Casa di Toti al giro di boa: tra impegno lavorativo e vita indipendente
di lacasaditotionlus
Anche per il progetto Casa di Toti è giunto il momento del giro di boa. A circa un anno e mezzo dall’avvio delle attività progettuali ed a quasi un anno dall’implementazione delle attività di inclusione lavorativa e di residenzialità per i ragazzi autistici che partecipano al progetto, abbiamo chiesto alla dottoressa Valentina Genitori, responsabile delle attività di supervisione scientifica del progetto curate dall’Associazione Amorevolmente Insieme, di fare con noi un piccolo briefing sulle attività fin qui sviluppate mettendo a fuoco tutti i punti di forza e le criticità fin qui riscontrate, in un modello gestionale, ricordiamolo, che è non solo innovativo ma anche unico nel panorama siciliano.
Supervisione scientifica di progetto, in cosa consiste?
L’equipè multidisciplinare si occupa di programmare le attività che è possibile svolgere con tempi e modalità diverse per i singoli ragazzi. L’equipè deve sempre avere chiaro il “funzionamento” dei singoli che, trattandosi di soggetti adulti, non si esaurisce in una chiara diagnosi nosografica, ma in una vera analisi di competenze e limiti del singolo. Altro aspetto rilevante è l’analisi dei bisogni e delle aspettative delle famiglie, che vivono una situazione spesso complessa di isolamento e solitudine. I singoli percorsi individualizzati e di gruppo vanno costruiti in funzione degli obiettivi a lungo termine, nel nostro caso un progetto di vita seminidipendente.
Attività lavorative e residenzialità: quali sono i punti di forza di questo modello integrato?
Il modello che proponiamo parte da una centralità di tutti gli aspetti di vita del singolo: non esiste solo l’aspetto riabilitativo, abilitativo, ma bisogna focalizzarsi sul miglioramento della qualità della vita. Le attività di laboratorio, terapia occupazionale, socializzazione e sport, servono per testare le competenze dei ragazzi e verificare verso cosa sono propensi, sia loro stessi che le loro famiglie. E’ in questo contesto che si inseriscono i progetti di Casa di Toti: con livelli crescenti di indipendenza e autonomia, nella prima fase si propongono gli stage che sono delle esperienze brevi ma abbastanza strutturate con dei cardini simili alle attività che i ragazzi sono già abituati a svolgere e con i medesimi punti di riferimento (gli operatori vengono mantenuti costanti). Questo sistema ci permette di puntare sulle capacità di adattamento e sulle abilità funzionali del ragazzo. L’esperienza di una settimana poi modifica tale struttura perché si allungano i tempi di distacco dalla famiglia e le nuove routine sono prolungate così come si necessita di una capacità superiore di gestire il tempo libero. Infine, la residenzialità è una vera e propria esperienza di vita autonoma, con regole, ritmi definiti, attività, ruoli e funzioni stabilite, la riproduzione di una vita familiare con la mediazione di operatori competenti.

Dati per la localizzazione di punti nelle immagini:

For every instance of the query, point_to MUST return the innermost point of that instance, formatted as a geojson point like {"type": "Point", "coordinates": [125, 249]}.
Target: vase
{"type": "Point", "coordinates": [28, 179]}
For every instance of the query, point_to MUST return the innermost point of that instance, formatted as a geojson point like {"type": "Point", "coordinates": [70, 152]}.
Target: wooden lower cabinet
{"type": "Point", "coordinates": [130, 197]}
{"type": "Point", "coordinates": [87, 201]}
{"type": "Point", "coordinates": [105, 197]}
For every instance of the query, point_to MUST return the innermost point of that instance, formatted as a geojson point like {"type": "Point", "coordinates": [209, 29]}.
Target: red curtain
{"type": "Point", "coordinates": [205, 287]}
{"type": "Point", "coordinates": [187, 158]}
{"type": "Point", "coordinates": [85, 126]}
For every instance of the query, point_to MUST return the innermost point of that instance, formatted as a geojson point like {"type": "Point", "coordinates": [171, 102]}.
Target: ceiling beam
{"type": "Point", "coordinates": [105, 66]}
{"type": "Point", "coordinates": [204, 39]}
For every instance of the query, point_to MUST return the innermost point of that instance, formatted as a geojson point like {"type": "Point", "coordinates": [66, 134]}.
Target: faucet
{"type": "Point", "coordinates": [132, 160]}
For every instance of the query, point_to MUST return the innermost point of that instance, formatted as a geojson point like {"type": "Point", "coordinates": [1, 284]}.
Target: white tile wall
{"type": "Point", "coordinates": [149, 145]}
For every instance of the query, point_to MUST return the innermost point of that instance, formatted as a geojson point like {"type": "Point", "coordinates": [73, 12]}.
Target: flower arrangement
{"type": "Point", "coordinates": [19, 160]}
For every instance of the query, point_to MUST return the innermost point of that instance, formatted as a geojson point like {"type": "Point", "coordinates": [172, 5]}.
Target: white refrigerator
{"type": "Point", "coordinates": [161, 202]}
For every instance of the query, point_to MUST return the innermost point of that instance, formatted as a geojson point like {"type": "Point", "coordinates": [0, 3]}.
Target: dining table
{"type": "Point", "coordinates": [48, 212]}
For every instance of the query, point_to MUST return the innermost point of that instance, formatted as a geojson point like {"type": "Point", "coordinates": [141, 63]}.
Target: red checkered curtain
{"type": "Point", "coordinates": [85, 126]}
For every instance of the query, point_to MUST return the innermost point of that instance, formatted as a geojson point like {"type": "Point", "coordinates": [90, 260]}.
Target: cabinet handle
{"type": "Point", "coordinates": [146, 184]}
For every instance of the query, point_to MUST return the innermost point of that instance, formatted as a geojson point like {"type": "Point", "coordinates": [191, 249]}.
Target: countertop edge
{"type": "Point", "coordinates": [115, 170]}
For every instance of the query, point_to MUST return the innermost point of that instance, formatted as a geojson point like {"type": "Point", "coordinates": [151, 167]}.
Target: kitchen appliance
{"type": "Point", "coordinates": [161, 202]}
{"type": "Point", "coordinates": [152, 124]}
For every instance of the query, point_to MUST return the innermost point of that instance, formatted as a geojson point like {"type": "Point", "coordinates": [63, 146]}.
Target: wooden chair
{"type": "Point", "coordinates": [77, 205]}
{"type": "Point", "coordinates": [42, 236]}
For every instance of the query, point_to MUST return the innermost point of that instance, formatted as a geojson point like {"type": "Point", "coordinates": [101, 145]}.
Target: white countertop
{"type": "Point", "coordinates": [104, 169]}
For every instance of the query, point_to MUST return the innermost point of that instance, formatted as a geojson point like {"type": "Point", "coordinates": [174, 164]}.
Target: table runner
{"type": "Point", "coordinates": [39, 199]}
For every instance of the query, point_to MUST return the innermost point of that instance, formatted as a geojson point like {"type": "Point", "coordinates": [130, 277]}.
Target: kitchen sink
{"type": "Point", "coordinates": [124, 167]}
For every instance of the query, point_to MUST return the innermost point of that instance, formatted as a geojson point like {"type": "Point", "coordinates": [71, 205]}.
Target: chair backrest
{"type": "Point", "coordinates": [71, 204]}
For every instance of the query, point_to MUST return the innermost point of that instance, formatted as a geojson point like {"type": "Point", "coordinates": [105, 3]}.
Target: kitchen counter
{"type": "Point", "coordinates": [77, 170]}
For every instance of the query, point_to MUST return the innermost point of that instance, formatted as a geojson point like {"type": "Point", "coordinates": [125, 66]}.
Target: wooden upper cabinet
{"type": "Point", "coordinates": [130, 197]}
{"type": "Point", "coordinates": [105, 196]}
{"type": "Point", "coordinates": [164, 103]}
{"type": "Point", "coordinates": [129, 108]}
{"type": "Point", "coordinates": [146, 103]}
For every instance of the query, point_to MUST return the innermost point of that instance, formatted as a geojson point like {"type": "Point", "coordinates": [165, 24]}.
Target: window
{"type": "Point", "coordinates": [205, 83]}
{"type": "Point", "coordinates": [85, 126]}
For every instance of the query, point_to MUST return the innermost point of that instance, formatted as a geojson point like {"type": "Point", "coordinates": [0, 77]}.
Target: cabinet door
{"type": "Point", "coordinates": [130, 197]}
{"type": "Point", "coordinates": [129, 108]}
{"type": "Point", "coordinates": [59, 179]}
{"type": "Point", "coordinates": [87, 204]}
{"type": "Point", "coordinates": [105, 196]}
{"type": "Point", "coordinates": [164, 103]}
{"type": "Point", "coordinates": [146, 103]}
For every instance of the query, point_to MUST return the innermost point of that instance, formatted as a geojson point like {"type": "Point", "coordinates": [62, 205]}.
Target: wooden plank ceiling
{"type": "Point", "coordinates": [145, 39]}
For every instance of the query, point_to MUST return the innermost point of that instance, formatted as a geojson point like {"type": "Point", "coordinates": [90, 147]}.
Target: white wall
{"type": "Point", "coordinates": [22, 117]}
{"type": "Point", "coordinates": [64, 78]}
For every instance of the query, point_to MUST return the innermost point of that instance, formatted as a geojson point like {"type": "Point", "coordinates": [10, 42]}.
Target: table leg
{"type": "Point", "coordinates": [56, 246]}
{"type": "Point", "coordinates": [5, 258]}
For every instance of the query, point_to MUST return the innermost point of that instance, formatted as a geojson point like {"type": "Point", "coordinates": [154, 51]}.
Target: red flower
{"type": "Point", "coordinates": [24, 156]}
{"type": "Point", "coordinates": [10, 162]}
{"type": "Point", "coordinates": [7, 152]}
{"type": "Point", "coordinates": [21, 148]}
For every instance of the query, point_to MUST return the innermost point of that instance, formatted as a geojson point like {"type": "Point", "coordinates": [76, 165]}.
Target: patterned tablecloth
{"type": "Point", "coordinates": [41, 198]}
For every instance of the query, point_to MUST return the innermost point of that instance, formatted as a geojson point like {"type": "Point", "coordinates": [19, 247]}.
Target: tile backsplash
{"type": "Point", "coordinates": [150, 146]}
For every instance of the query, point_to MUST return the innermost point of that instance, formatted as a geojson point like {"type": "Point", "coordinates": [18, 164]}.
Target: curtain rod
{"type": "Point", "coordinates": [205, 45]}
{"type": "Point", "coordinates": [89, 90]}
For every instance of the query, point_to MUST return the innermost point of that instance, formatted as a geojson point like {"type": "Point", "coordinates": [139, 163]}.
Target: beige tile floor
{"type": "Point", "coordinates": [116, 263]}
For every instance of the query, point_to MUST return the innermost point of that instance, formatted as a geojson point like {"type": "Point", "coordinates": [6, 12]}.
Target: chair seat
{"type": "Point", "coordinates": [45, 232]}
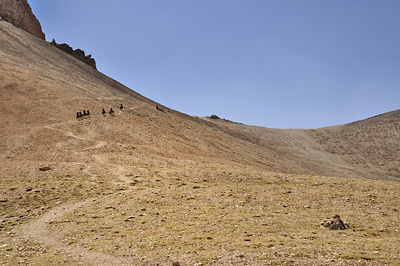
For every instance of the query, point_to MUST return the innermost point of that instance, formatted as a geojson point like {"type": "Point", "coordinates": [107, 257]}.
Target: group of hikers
{"type": "Point", "coordinates": [81, 115]}
{"type": "Point", "coordinates": [111, 112]}
{"type": "Point", "coordinates": [86, 113]}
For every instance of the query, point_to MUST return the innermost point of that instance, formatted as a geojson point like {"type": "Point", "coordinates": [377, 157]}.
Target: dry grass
{"type": "Point", "coordinates": [146, 187]}
{"type": "Point", "coordinates": [219, 216]}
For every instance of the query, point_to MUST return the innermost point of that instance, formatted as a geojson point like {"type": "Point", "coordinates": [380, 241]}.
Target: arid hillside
{"type": "Point", "coordinates": [42, 88]}
{"type": "Point", "coordinates": [152, 186]}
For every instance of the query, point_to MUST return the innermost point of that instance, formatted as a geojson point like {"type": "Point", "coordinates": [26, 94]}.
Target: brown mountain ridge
{"type": "Point", "coordinates": [42, 86]}
{"type": "Point", "coordinates": [158, 187]}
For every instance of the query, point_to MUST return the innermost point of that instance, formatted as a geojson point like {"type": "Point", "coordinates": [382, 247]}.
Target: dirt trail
{"type": "Point", "coordinates": [39, 229]}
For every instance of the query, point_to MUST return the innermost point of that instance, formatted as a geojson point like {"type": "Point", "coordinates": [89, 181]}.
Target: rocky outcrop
{"type": "Point", "coordinates": [19, 13]}
{"type": "Point", "coordinates": [336, 224]}
{"type": "Point", "coordinates": [78, 53]}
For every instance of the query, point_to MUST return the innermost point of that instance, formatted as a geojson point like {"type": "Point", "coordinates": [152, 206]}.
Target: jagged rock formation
{"type": "Point", "coordinates": [19, 13]}
{"type": "Point", "coordinates": [78, 53]}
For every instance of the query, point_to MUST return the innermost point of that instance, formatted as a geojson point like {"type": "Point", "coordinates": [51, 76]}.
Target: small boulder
{"type": "Point", "coordinates": [336, 223]}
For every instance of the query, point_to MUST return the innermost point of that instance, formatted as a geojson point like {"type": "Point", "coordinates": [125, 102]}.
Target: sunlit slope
{"type": "Point", "coordinates": [42, 88]}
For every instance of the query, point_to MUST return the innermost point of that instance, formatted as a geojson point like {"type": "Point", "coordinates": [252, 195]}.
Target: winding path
{"type": "Point", "coordinates": [39, 229]}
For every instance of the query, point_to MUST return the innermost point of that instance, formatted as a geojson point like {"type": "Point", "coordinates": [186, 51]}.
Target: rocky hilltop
{"type": "Point", "coordinates": [19, 13]}
{"type": "Point", "coordinates": [77, 53]}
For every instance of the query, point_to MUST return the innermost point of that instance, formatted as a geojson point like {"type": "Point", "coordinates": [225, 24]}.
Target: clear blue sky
{"type": "Point", "coordinates": [272, 63]}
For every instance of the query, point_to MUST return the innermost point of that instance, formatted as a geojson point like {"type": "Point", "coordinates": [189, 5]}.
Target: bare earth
{"type": "Point", "coordinates": [148, 187]}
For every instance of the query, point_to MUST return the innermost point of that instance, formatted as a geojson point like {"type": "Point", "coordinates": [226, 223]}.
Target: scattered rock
{"type": "Point", "coordinates": [336, 223]}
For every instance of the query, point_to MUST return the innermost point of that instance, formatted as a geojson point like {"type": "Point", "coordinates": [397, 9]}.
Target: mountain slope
{"type": "Point", "coordinates": [148, 187]}
{"type": "Point", "coordinates": [43, 86]}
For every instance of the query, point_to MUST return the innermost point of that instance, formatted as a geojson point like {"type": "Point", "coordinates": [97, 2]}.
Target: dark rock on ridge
{"type": "Point", "coordinates": [19, 13]}
{"type": "Point", "coordinates": [78, 53]}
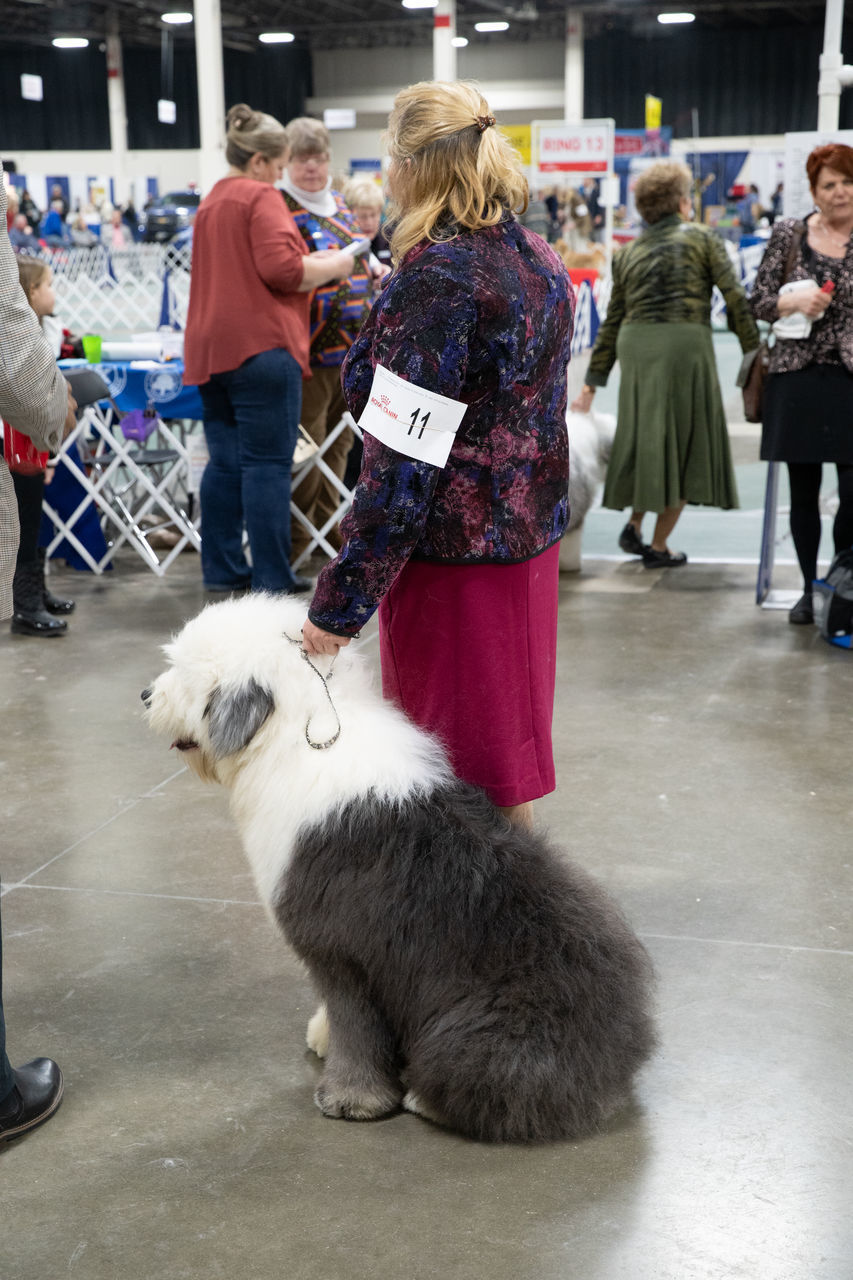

▸ ESERCIZI
a – Indica se ciascuna affermazione concorda con l'articolo su Casa di Toti, rispondendo sì o no e citando le parole decisive: (i) la supervisione scientifica del progetto è curata dall'Associazione Amorevolmente Insieme; (ii) durante gli stage gli operatori cambiano di volta in volta; (iii) l'obiettivo a lungo termine è un progetto di vita pienamente indipendente.
b – Prosegui l'articolo su Casa di Toti partendo dopo la sua ultima frase.

▸ RISULTATI DEGLI ESERCIZI
a –
(i) Sì: «responsabile delle attività di supervisione scientifica del progetto curate dall’Associazione Amorevolmente Insieme».
(ii) No: «gli operatori vengono mantenuti costanti».
(iii) No: «nel nostro caso un progetto di vita seminidipendente».

b –
Quali sono le principali criticità riscontrate?
Il vero limite al progetto è posto dalla situazione contingente che mette a rischio la sostenibilità economica del progetto: gli aumenti delle utenze in particolare e le difficoltà economiche di molte famiglie fanno sì che i ragazzi siano visti come risorsa. Inoltre non è facile far capire e accettare alle famiglie il reale potenziale innovativo di un progetto del genere. La costituzione e l’individuazione di un gruppo di ragazzi pronto davvero a giovare del potenziale del progetto non è facile da trovare. Così come in alcuni casi non è semplice valorizzare l’unicità e le competenze dei singoli operatori coinvolti.
Il mondo del terzo settore è pronto a questa rivoluzione?
La rivoluzione vera parte da una più adeguata presa in carico per il paziente adulto con neurodiversità che faccia sentire accolta e sostenuta la famiglia, e diminuisca il senso di solitudine troppo spesso sperimentato. Il mondo del terso settore deve essere pronto perché la responsabilità dell’inclusione è la vera sfida del nuovo millennio.
Se potessi continua questo progetto, cosa aggiungeresti?
Investirei maggiormente nella formazione di tutti gli attori che stanno alla base di un vero contesto inclusivo, dove la forza è davvero il ruolo di famiglie, professionisti ed aziende che concorrono unitamente al raggiungimento del risultato.